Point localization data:
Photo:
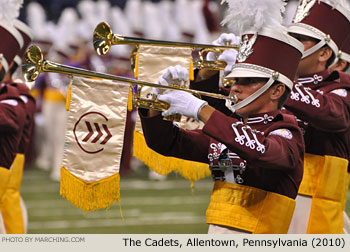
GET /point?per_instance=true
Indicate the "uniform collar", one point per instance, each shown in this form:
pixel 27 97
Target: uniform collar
pixel 315 78
pixel 264 118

- About this task -
Retype the records above line for line and exactly, omitting their pictures.

- Exercise result -
Photo:
GET /point?per_instance=true
Indicate the "uniform collar", one point per instance, each shown in this form:
pixel 27 97
Target: uniform collar
pixel 315 78
pixel 264 118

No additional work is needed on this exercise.